(Extracted data entries)

Segment Open

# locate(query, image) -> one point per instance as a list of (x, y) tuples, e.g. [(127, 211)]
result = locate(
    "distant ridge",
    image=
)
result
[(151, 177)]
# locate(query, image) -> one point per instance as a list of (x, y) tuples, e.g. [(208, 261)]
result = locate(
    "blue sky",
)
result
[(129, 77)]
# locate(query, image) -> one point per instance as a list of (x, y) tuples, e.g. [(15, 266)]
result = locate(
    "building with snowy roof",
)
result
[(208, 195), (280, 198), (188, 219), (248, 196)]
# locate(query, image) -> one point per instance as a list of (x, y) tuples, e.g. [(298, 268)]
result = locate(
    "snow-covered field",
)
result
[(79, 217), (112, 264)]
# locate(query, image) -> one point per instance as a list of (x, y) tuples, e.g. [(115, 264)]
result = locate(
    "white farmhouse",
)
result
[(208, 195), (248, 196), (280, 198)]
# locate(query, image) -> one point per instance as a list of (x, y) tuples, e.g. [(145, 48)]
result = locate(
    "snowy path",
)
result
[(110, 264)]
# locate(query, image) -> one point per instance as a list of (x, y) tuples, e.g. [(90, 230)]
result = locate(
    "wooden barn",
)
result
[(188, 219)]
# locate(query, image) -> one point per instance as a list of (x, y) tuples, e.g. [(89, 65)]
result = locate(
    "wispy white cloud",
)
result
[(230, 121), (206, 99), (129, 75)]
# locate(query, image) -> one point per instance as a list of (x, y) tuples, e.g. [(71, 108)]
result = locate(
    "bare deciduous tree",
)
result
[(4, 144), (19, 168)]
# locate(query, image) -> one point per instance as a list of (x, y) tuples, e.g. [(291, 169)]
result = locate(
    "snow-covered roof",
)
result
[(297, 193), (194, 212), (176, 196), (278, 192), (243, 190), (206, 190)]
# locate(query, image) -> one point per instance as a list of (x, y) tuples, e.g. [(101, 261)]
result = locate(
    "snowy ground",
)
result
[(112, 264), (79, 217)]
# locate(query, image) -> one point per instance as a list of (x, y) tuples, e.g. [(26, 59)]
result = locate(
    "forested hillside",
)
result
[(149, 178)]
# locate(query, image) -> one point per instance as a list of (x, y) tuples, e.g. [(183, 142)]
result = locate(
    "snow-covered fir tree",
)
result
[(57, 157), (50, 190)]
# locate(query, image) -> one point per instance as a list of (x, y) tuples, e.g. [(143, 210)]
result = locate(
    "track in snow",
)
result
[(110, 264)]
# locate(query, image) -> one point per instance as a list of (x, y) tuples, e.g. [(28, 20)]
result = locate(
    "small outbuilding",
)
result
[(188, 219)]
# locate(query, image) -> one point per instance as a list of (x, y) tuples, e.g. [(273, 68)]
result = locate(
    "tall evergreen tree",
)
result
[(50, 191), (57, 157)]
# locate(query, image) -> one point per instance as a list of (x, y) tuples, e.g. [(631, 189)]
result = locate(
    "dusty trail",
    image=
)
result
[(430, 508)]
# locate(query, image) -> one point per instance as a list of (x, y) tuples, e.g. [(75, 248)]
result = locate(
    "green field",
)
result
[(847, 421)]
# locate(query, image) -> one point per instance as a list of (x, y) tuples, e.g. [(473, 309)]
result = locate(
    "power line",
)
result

Segment Closed

### AIM OF THE EXERCISE
With no additions or omissions, transcribe every record.

### SOLVED EXERCISE
# locate(query, image) -> one point per instance as a list of (x, y) tuples, e.g. [(127, 211)]
result = locate(
    "distant ridge",
    image=
)
result
[(151, 177)]
# locate(query, image) -> one point per instance as a list of (x, y) tuples, e.g. [(208, 261)]
result = locate(
    "blue sky",
)
result
[(129, 77)]
# locate(query, image) -> one point per instance as a list of (x, y) tuples, e.g. [(15, 266)]
result = locate(
    "building with snowy roof",
)
result
[(208, 195), (280, 198), (188, 219), (248, 196)]
# locate(query, image) -> one point per instance as a list of (x, y) tuples, e.g. [(298, 268)]
result = locate(
    "snow-covered field",
)
result
[(79, 217), (112, 264)]
# locate(query, image) -> one point per instance as a list of (x, y) tuples, e.g. [(115, 264)]
result = locate(
    "white farmhouse",
)
result
[(208, 195), (248, 196), (280, 198)]
# locate(query, image) -> one point per instance as a list of (x, y) tuples, e.g. [(145, 48)]
result = locate(
    "snowy path",
)
result
[(110, 264)]
# locate(query, image) -> one point per instance as a list of (x, y) tuples, e.g. [(90, 230)]
result = locate(
    "wooden barn",
)
result
[(188, 219)]
# locate(query, image) -> one point per instance as a list of (x, y) tuples, e.g. [(89, 65)]
result = locate(
    "wispy white cloud",
)
result
[(230, 121), (206, 99), (129, 75)]
# locate(query, image) -> one point per instance as a list of (x, y) tuples, e.g. [(71, 108)]
result = locate(
    "bare deciduous tree",
)
result
[(4, 144), (19, 168)]
# locate(query, image) -> one point per instance as a list of (x, y) tuples, e.g. [(291, 169)]
result = locate(
    "snow-covered roof",
)
result
[(297, 193), (194, 212), (176, 196), (278, 192), (243, 190), (206, 190)]
# locate(query, image) -> one point per instance as a list of (x, y) tuples, e.g. [(101, 261)]
result = locate(
    "snowy ground",
)
result
[(112, 264), (79, 217)]
# locate(query, image) -> one point per instance as a list of (x, y) tuples, e.g. [(26, 59)]
result = locate(
    "forested hillside",
)
result
[(149, 178)]
# locate(query, image) -> one point per instance as a list of (x, y) tuples, e.g. [(183, 142)]
result = locate(
    "snow-covered fir tree",
)
result
[(57, 157), (50, 190)]
# locate(query, image) -> one point per instance as a list of (x, y) tuples, e.g. [(143, 210)]
result = locate(
    "track in snow",
)
result
[(110, 264)]
# locate(query, image) -> one point per instance as a list of (x, y) tuples, e.g. [(28, 20)]
result = locate(
    "small outbuilding",
)
result
[(188, 219)]
# locate(query, image) -> one point per instance as a list of (x, y) tuples, e.g. [(273, 68)]
result = locate(
    "tall evergreen tree",
)
result
[(50, 191), (57, 157)]
# locate(query, image) -> one point per instance as a list of (x, y) tuples, e.g. [(631, 189)]
result = locate(
    "dusty trail",
    image=
)
result
[(430, 508)]
# locate(query, image) -> one point per instance as a list of (x, y) tuples, e.g. [(75, 248)]
result = locate(
    "green field",
)
result
[(847, 421)]
# locate(query, image) -> one point per instance as a list of (x, y) tuples, e.g. [(473, 309)]
result = locate(
    "power line",
)
result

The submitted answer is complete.